Convert everything from the line containing "like [73, 88]." down to the last of the entries below into a two-column CSV with the columns "entry" and "answer". Give one row per entry, put each field in quotes with line breaks turned into spaces, and leave the pictures out.
_ _ _ _
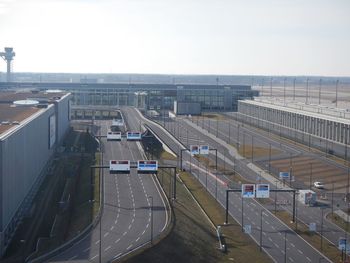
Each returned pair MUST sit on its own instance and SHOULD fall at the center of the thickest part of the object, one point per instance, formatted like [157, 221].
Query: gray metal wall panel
[63, 117]
[24, 154]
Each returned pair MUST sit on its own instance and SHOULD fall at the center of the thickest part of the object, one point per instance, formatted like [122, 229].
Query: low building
[32, 125]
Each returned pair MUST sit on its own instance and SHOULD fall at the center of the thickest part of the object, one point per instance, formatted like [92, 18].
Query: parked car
[318, 185]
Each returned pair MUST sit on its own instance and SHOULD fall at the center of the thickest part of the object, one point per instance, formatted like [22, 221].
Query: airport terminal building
[32, 125]
[149, 96]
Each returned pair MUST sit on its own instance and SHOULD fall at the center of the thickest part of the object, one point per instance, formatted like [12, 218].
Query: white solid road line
[73, 257]
[107, 248]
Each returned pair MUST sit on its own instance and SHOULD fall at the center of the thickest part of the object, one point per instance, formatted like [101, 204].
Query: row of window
[324, 128]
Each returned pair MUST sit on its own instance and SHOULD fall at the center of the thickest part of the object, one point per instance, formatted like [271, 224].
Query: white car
[318, 185]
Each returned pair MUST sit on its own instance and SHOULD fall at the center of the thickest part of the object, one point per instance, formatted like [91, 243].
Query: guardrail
[74, 240]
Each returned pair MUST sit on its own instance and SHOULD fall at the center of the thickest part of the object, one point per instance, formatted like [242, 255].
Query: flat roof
[10, 97]
[12, 116]
[297, 111]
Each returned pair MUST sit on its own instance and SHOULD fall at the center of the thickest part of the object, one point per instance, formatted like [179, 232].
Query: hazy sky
[271, 37]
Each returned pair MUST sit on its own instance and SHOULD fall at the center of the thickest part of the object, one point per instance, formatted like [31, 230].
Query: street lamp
[151, 208]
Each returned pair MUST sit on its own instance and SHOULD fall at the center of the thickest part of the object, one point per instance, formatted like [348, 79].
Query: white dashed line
[73, 257]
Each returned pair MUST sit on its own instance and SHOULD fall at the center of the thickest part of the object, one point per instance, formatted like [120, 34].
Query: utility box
[307, 197]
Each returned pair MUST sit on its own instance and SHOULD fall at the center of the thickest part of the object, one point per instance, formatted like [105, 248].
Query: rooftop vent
[26, 103]
[53, 91]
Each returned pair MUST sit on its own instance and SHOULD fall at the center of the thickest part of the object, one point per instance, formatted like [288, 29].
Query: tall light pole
[261, 215]
[336, 93]
[151, 208]
[319, 92]
[322, 208]
[294, 89]
[271, 87]
[307, 91]
[284, 90]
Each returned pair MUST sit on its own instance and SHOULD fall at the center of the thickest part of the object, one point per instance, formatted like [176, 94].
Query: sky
[226, 37]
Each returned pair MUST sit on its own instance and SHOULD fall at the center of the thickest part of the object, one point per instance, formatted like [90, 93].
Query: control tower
[8, 57]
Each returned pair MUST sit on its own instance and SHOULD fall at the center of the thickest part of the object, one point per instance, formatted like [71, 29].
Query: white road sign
[133, 136]
[247, 229]
[147, 166]
[284, 175]
[114, 135]
[204, 149]
[312, 227]
[262, 191]
[194, 149]
[248, 190]
[119, 166]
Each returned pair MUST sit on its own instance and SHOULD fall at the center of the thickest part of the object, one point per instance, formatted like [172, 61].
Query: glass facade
[210, 97]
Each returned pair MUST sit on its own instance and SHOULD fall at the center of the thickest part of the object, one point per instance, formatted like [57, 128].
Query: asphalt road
[126, 220]
[278, 240]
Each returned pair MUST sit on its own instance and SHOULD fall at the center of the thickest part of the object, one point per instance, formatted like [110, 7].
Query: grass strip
[328, 249]
[240, 247]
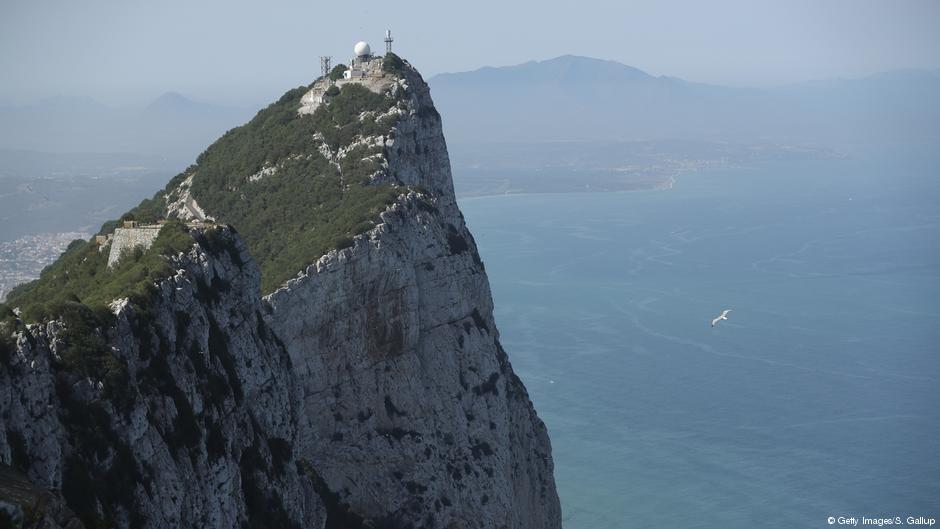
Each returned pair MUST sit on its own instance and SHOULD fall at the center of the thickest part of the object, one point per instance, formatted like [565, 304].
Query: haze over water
[817, 398]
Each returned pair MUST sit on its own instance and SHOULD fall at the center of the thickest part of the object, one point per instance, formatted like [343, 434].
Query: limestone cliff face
[199, 431]
[370, 391]
[412, 409]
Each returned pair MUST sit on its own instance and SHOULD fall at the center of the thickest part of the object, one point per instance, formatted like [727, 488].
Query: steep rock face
[411, 408]
[369, 391]
[199, 430]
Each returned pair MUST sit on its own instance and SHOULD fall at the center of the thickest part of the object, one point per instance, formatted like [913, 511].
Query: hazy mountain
[580, 98]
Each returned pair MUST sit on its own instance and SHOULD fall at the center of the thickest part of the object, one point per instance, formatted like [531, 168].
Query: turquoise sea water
[819, 397]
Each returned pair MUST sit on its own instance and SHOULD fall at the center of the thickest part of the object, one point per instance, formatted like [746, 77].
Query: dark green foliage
[82, 276]
[337, 72]
[288, 219]
[307, 207]
[9, 324]
[392, 63]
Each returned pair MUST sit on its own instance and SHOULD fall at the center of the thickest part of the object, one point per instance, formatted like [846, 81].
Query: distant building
[357, 66]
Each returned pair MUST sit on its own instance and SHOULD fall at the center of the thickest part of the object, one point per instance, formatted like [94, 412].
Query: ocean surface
[819, 397]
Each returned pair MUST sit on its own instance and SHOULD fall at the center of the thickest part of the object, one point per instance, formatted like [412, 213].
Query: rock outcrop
[369, 391]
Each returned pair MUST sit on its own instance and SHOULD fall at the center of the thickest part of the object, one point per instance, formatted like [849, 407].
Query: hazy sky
[248, 52]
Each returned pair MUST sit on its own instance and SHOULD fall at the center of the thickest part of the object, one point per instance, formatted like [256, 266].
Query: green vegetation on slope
[81, 275]
[288, 218]
[302, 207]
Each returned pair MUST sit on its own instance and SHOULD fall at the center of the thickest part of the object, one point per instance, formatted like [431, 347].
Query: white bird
[724, 316]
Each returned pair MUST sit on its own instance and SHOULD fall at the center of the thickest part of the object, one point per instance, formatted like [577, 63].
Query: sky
[240, 52]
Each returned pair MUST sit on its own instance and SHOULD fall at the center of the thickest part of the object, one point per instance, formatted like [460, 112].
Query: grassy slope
[287, 219]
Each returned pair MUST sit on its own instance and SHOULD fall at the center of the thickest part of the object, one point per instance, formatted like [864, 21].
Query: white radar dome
[362, 49]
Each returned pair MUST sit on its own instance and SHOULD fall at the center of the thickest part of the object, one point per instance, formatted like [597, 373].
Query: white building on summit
[364, 69]
[358, 66]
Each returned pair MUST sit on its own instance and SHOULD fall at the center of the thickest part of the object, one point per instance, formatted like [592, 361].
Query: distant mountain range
[172, 126]
[580, 98]
[567, 98]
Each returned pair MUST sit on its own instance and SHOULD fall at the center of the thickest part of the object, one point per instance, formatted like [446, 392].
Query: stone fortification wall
[130, 238]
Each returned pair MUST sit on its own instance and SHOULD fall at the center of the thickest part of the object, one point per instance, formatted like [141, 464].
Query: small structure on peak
[364, 69]
[359, 65]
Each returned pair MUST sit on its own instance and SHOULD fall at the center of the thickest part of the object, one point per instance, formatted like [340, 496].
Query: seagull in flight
[724, 316]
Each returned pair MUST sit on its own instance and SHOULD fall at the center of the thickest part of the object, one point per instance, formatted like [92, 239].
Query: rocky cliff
[369, 390]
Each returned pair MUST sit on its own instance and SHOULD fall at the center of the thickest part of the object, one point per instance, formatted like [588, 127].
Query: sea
[818, 398]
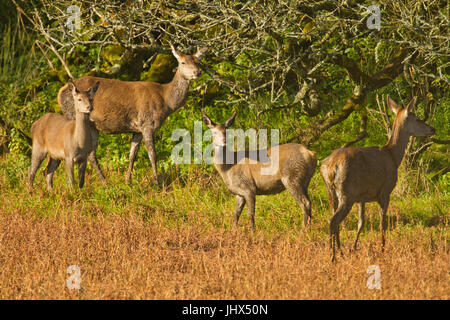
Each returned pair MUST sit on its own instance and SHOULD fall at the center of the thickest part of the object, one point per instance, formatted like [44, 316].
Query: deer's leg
[384, 204]
[36, 159]
[301, 195]
[240, 203]
[340, 214]
[50, 170]
[69, 171]
[92, 157]
[149, 140]
[81, 171]
[250, 200]
[360, 222]
[135, 143]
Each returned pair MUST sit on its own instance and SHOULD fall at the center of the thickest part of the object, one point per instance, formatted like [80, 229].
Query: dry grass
[141, 242]
[127, 258]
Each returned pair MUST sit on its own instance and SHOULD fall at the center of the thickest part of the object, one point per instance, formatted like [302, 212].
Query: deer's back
[361, 174]
[119, 106]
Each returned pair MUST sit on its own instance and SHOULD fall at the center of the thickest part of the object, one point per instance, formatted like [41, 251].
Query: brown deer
[136, 107]
[368, 174]
[63, 139]
[292, 166]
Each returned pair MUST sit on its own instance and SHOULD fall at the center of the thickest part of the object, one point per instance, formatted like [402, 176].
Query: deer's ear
[200, 52]
[94, 89]
[230, 121]
[392, 105]
[411, 104]
[209, 123]
[72, 87]
[175, 53]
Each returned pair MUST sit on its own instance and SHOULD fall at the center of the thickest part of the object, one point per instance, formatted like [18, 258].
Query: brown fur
[136, 107]
[63, 139]
[360, 175]
[296, 166]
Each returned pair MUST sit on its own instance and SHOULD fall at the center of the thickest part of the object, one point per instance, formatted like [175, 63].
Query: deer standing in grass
[63, 139]
[136, 107]
[293, 165]
[368, 174]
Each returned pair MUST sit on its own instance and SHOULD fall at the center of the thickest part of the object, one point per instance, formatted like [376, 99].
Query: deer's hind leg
[360, 223]
[92, 157]
[49, 171]
[38, 155]
[81, 173]
[240, 203]
[301, 195]
[135, 143]
[342, 210]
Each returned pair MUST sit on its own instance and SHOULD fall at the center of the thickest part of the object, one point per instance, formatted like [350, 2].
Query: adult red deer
[136, 107]
[360, 175]
[291, 167]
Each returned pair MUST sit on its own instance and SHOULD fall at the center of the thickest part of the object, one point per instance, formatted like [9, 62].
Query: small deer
[294, 166]
[136, 107]
[368, 174]
[63, 139]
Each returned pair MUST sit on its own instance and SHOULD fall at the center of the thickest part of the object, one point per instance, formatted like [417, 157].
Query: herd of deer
[90, 104]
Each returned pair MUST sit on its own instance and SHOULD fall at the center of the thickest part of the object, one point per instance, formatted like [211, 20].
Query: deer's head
[82, 99]
[218, 131]
[188, 65]
[406, 120]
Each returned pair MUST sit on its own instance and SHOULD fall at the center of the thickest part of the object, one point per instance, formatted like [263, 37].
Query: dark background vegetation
[312, 69]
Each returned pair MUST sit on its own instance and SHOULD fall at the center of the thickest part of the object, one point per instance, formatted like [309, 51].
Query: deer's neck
[397, 144]
[82, 130]
[176, 91]
[221, 156]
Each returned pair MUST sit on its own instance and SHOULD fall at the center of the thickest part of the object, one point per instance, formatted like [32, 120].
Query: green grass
[199, 198]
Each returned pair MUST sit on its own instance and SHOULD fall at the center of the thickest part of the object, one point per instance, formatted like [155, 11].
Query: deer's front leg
[69, 171]
[149, 140]
[81, 172]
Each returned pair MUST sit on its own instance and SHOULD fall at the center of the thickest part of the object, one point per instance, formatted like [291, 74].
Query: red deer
[136, 107]
[294, 167]
[63, 139]
[368, 174]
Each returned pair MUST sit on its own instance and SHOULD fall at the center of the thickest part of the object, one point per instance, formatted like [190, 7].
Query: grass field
[139, 241]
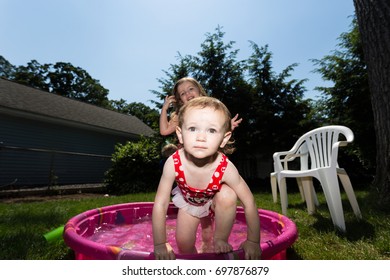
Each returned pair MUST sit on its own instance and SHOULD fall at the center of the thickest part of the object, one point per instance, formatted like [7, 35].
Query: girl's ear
[226, 138]
[179, 134]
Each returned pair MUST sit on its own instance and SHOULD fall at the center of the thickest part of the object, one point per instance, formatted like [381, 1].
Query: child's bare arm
[162, 249]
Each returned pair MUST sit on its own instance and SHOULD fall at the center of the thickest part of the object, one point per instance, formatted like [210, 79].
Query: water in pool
[138, 236]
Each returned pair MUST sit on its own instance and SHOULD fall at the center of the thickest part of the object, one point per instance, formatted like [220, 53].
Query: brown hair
[175, 92]
[210, 102]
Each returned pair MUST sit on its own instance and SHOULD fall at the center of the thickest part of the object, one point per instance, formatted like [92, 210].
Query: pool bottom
[123, 231]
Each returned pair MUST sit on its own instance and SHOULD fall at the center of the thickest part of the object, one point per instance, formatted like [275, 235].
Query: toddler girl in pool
[207, 183]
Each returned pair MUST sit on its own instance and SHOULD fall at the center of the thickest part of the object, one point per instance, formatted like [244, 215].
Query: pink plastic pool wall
[79, 233]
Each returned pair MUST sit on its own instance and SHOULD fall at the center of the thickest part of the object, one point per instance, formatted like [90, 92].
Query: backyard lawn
[23, 222]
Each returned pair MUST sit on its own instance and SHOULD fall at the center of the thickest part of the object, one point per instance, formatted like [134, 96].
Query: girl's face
[202, 132]
[187, 91]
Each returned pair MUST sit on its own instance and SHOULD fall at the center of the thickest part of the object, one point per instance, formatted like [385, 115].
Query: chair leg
[274, 187]
[283, 195]
[346, 182]
[330, 185]
[315, 199]
[300, 187]
[308, 190]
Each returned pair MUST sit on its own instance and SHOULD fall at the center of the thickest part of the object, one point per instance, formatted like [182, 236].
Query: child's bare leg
[207, 234]
[225, 204]
[186, 227]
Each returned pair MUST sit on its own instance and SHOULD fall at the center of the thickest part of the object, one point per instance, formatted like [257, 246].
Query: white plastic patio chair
[302, 154]
[318, 152]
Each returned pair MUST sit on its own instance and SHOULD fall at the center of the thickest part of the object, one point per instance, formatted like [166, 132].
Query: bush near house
[136, 167]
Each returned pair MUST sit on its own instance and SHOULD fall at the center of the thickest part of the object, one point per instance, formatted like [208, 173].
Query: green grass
[23, 224]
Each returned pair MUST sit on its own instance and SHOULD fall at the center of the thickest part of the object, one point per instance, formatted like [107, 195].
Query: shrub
[135, 167]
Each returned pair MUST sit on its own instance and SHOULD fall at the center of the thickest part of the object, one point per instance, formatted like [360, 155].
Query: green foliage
[147, 115]
[348, 101]
[135, 167]
[60, 78]
[271, 104]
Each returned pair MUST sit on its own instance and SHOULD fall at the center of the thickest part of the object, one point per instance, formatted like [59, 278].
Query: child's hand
[235, 122]
[164, 251]
[169, 99]
[252, 250]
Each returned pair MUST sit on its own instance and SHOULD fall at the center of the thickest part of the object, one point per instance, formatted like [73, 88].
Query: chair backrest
[322, 144]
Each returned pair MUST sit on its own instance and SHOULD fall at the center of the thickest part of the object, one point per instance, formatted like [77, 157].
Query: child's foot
[221, 246]
[207, 247]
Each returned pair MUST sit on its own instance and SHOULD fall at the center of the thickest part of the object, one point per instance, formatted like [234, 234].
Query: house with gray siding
[48, 139]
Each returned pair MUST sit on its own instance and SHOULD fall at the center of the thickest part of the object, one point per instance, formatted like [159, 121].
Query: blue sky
[126, 44]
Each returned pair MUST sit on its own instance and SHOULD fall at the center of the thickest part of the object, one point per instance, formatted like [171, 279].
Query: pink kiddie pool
[124, 232]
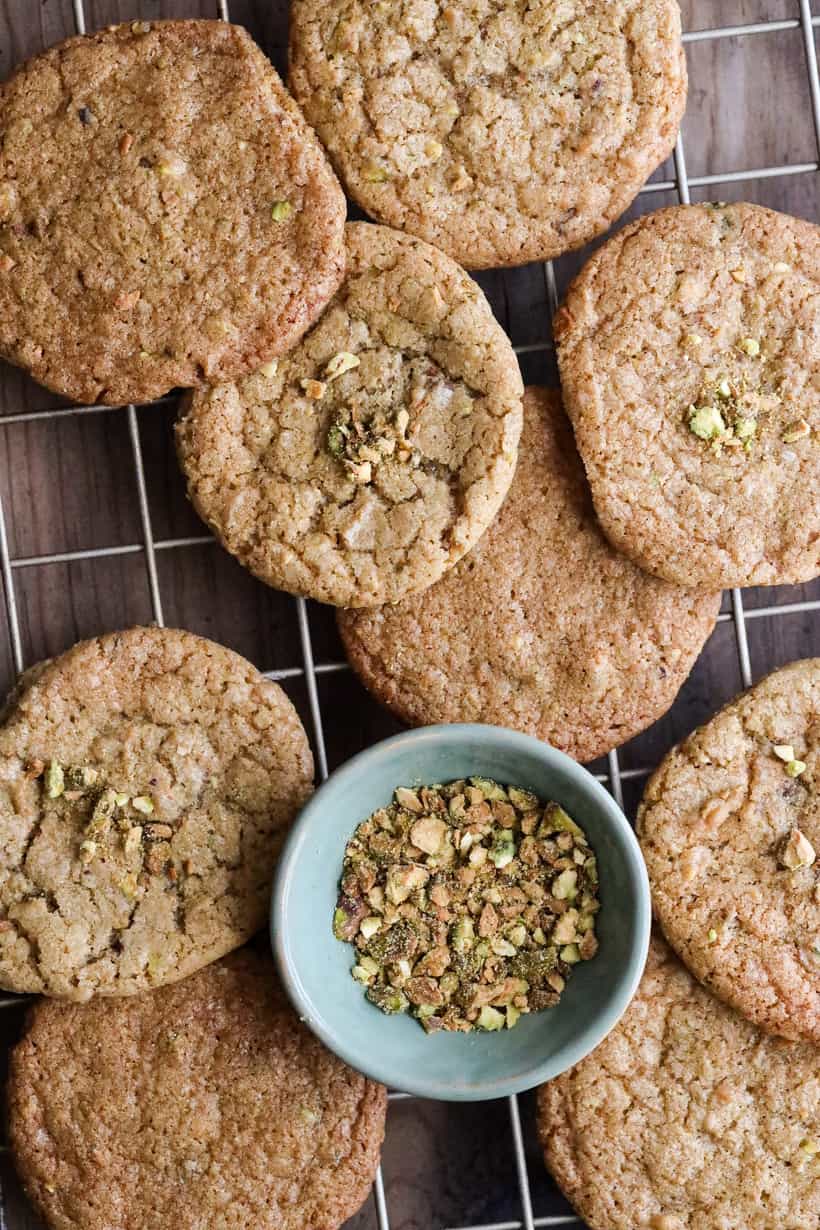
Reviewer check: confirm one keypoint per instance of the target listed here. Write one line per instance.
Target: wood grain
(68, 485)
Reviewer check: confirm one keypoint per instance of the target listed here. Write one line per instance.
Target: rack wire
(311, 670)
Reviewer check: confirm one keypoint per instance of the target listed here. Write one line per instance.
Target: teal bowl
(315, 967)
_ _ _ _
■ **SOLUTION TO THE EXERCISE**
entry,answer
"Each returned pair MUST sit on its own instance and SHOULD fall at the center of the thickest part of the object, one point per instance, formatted like [73, 88]. Query: chair backrest","[322, 144]"
"Each returned pair MUST sit on its own instance and SHOULD fall at the center of the thickest part of the object, one point per instance, formatted like [77, 157]. Query: child's foot","[221, 246] [207, 247]"
"Each returned pair MUST sit on its own instance and SHOULD fall at the center of the thickest part of the object, one point per instance, formatted like [234, 234]. Query: house with gray siding","[48, 139]"
"Each returned pair MUST sit on its own instance and SHOULD fall at the center of the thickest part of the object, one point per instance, formatted like [159, 121]. Query: blue sky","[126, 44]"
"Each returned pair MUST sit on its own instance and SHOULD fall at the center of the thickest part of the object, one point per instance, formatted like [171, 279]. Query: pink kiddie pool","[124, 232]"
"Reviewer check: confirm one keypoint per instance of the target listed here. Write one line per instance. Target: wood grain","(68, 485)"
"Reviewer check: confirm one keypoint per instance of the target listed here. Write one line per instance. Target: rack wire","(311, 670)"
"Reviewer check: confirm one keypoint per instance of the target listed here. Write one line per instance. Target: teal bowl","(315, 967)"